Exercise requirements: Nothing but the lines from the one that contains "in light blue" through the end of the listing should appear, set down exactly.

* Start Dataset excerpts *

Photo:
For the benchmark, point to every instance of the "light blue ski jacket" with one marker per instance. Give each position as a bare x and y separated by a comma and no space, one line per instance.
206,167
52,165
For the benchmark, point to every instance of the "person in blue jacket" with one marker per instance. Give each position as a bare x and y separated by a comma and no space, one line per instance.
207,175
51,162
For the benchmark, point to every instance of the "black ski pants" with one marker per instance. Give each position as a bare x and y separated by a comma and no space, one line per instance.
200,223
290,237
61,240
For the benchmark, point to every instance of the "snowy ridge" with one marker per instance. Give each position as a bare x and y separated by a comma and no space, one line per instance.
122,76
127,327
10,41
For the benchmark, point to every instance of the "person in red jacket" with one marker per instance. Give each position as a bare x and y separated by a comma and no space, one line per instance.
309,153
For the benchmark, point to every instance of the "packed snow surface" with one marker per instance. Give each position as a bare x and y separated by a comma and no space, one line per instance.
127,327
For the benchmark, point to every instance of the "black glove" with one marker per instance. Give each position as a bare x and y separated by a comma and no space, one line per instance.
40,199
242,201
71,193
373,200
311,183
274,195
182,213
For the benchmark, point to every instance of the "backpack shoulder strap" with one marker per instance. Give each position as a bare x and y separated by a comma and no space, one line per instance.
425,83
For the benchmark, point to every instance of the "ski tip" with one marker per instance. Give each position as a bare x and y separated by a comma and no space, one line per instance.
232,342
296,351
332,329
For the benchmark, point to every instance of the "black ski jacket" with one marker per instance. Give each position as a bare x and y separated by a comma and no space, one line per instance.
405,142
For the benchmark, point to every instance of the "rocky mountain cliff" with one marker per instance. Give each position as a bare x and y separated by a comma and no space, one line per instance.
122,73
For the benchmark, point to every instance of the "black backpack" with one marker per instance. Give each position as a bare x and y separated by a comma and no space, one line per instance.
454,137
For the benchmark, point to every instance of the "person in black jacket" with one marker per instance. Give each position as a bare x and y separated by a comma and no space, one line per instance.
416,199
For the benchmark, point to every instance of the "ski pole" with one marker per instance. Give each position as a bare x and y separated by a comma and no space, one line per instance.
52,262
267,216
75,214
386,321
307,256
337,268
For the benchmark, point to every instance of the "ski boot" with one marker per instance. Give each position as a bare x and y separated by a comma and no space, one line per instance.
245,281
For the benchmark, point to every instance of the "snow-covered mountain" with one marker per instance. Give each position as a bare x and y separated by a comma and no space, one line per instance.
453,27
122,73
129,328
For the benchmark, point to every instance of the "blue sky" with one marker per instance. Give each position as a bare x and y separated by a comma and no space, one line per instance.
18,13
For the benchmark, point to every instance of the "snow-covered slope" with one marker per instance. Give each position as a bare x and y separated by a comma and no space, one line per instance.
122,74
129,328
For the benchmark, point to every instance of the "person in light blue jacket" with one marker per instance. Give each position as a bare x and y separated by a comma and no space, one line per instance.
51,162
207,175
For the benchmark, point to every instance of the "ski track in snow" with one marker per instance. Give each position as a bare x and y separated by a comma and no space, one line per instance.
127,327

* End Dataset excerpts *

Response to the task:
For the benchmark, point to every instance of the "person in light blue jacket" with one marker per instance. Give each position as a bare x and y separated by a comma and no space, one line per instance.
51,162
207,175
For the benchmark, point to every instance of the "ski track in snow" with one marker per instance. Give each position as a bare x and y separated by a comma and no space, one line per instance.
127,327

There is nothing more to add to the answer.